> **What is being asked**
Copy out all of the entries exactly as they appear.

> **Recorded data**
--- --- ---

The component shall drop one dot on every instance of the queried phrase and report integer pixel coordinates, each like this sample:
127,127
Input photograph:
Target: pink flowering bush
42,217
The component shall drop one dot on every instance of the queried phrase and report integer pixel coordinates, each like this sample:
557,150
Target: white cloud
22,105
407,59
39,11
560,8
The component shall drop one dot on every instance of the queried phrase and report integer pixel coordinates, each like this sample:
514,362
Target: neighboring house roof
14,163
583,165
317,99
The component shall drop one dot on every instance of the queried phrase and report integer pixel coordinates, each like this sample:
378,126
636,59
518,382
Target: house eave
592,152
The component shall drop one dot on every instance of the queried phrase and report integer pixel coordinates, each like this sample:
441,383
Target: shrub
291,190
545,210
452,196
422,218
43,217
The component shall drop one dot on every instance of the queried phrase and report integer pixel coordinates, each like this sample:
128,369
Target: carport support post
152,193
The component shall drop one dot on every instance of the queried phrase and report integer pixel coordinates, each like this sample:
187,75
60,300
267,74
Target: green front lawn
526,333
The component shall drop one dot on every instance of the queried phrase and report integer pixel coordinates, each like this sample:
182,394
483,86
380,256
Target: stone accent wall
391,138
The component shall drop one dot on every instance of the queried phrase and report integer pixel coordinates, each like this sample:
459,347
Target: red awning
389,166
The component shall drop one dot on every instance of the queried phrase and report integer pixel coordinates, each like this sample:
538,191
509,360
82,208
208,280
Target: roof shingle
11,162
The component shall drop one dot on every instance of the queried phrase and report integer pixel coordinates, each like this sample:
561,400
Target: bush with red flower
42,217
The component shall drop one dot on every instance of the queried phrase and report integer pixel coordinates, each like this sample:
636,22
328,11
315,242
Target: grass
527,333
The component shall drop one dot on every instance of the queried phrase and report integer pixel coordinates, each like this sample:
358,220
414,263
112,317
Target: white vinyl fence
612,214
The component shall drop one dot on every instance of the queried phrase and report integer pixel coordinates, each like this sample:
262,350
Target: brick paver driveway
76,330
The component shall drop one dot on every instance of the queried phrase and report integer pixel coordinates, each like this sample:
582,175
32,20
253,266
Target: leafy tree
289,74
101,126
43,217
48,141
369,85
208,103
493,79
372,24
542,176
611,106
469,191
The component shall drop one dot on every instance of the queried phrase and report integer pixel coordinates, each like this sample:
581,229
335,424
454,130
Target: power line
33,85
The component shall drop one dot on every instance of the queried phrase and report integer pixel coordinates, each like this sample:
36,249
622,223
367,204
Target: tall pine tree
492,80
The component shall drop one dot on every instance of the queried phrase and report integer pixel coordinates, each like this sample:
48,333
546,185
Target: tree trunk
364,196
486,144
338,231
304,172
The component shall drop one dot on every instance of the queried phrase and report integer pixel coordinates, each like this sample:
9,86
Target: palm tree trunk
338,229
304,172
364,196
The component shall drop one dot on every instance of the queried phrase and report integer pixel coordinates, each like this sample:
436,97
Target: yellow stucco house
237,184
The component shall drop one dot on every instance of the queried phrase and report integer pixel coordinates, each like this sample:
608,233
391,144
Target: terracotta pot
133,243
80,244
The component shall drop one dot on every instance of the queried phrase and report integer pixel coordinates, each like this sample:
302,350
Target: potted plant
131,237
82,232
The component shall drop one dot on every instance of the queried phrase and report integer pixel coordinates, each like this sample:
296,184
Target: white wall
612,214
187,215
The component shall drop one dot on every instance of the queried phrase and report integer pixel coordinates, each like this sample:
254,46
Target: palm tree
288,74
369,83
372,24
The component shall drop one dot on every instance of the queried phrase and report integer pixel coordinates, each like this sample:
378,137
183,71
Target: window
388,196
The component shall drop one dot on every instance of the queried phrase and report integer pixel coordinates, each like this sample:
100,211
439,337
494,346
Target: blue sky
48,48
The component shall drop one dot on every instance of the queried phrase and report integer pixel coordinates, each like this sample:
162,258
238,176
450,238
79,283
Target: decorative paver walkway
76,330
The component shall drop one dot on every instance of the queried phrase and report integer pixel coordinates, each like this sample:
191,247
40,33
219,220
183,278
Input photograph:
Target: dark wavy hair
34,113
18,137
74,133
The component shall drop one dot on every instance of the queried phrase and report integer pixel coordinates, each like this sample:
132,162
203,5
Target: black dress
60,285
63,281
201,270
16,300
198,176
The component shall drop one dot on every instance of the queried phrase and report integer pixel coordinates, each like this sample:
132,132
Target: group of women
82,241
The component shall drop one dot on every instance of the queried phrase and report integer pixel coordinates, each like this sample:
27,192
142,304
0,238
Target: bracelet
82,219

--- --- ---

> **Solved exercise**
The component shall drop one dot on every instance of the queried phrase and report integer pixel coordinates, each like this sample:
127,127
Input photograph:
Target: pink flowering bush
42,217
The component shall drop one dot on every instance of the queried phrase and report integer pixel coordinates, each like this sample:
557,150
Target: white cloud
22,105
407,59
39,11
560,8
The component shall drop one dot on every instance of the queried phrase and report integer pixel coordinates, each like this sample:
514,362
Target: neighboring house roof
14,163
583,165
317,99
The component shall drop one dot on every instance of the queried phrase and report integer pixel coordinates, each like this sample:
378,126
636,59
518,382
Target: house eave
592,152
The component shall drop one dot on every instance of the queried phrase and report integer pixel coordinates, each like this sample:
441,383
Target: shrub
291,190
545,210
452,196
422,218
43,217
The component shall drop one dot on every instance of the queried phrase and report integer pixel coordinates, each like this sample:
128,369
Target: carport support post
152,193
The component shall drop one dot on every instance of the queried phrase and report integer pixel coordinates, each like this sample:
187,75
60,300
267,74
Target: green front lawn
526,333
The component shall drop one dot on every instance of the queried phrase and report integer pixel coordinates, each like this sample:
182,394
483,86
380,256
Target: stone accent wall
391,138
The component shall drop one dot on every instance of the queried phrase and report integer pixel coordinates, each like this sample:
459,347
Target: red awning
389,166
The component shall drop one dot on every instance of the queried phrase and report integer pixel coordinates, each like this sample:
538,191
509,360
82,208
208,280
Target: roof shingle
11,162
The component shall drop one dot on every instance of the queried phrase and report integer pixel coordinates, each like this sample:
561,400
Target: bush with red flower
42,217
The component shall drop one dot on every instance of the queried phrase and report integer pixel coordinates, each like this sample:
636,22
328,11
315,242
Target: grass
527,333
The component shall drop one dot on every instance of the queried phrase and report integer pixel coordinates, each like this sample:
358,220
414,263
112,317
Target: white vinyl fence
612,214
The component shall drop one dot on every instance of the queried phrase and report integer pixel coordinates, each like this sample:
262,350
Target: brick paver driveway
76,330
The component shall drop one dot on every instance of the queried phrase and report integer pixel coordinates, each like this sample:
582,175
32,20
253,266
Target: leafy tree
289,74
101,126
43,217
48,141
369,85
208,103
493,79
372,24
542,176
611,106
469,191
The component shall drop one dot on every instance of the queried phrase and report integer pixel coordinates, each like this sample:
581,229
335,424
454,130
Target: power line
33,85
The component shall drop one dot on every instance of the queried phrase and report integer pixel coordinates, each like this sample:
36,249
622,223
367,204
Target: tall pine tree
492,80
The component shall drop one dot on every instance of the queried phrase and report integer pixel coordinates, each like this sample:
48,333
546,185
Target: tree trunk
364,196
486,144
338,231
304,172
The component shall drop one dot on every instance of the queried phrase and report integer pixel coordinates, each like this sample:
9,86
Target: palm tree trunk
338,229
304,172
364,196
The component shall drop one dot on every instance of the queried phrase and report integer pixel coordinates, each like this sample:
436,97
Target: yellow stucco house
237,184
The component shall drop one dot on every instance of the queried phrase and report integer pixel coordinates, each like this sample:
608,233
391,144
Target: terracotta pot
133,243
80,244
The component shall drop one dot on every instance of the queried phrase and report integer pixel coordinates, each like this sample:
302,350
Target: potted plant
131,237
82,232
The component shall drop one dot on every instance of the queried phrase and report integer pixel coordinates, each like this sample:
296,184
Target: white wall
612,214
187,215
The component shall drop one dot on every instance of the queried phrase and report integer pixel coordinates, each like this sample:
254,46
Target: palm tree
288,74
369,83
372,24
The component shall drop one dot on every instance of the queried phrase and report integer pixel coordinates, each like this sample:
378,137
183,71
Target: window
388,196
The component shall drop one dot on every instance of the queried phrase and report integer pixel coordinates, each like this sample:
100,211
439,337
494,346
Target: blue sky
48,48
The component shall drop one dot on every instance of the queried phrase and report integer pixel coordinates, each like this sample:
162,258
238,176
450,238
79,283
Target: decorative paver walkway
76,330
The component shall drop one dot on every instance of the queried phrase and report integer pixel coordinates, each like this sample:
191,247
40,33
219,220
183,278
Input photograph:
Target: dark wavy hair
34,113
18,137
74,133
The component shall drop one dot on every instance of the queried phrase and report integer pixel coordinates, each like this sample:
132,162
203,5
Target: black dress
60,285
63,281
201,270
16,300
198,176
The component shall drop one dot on every instance of the queried phrase and report integer pixel coordinates, each like this sample:
132,132
Target: group of women
82,241
The component shall drop one dot on every instance of the queried phrase and report integer pixel coordinates, each like this sample:
27,192
142,304
0,238
Target: bracelet
82,219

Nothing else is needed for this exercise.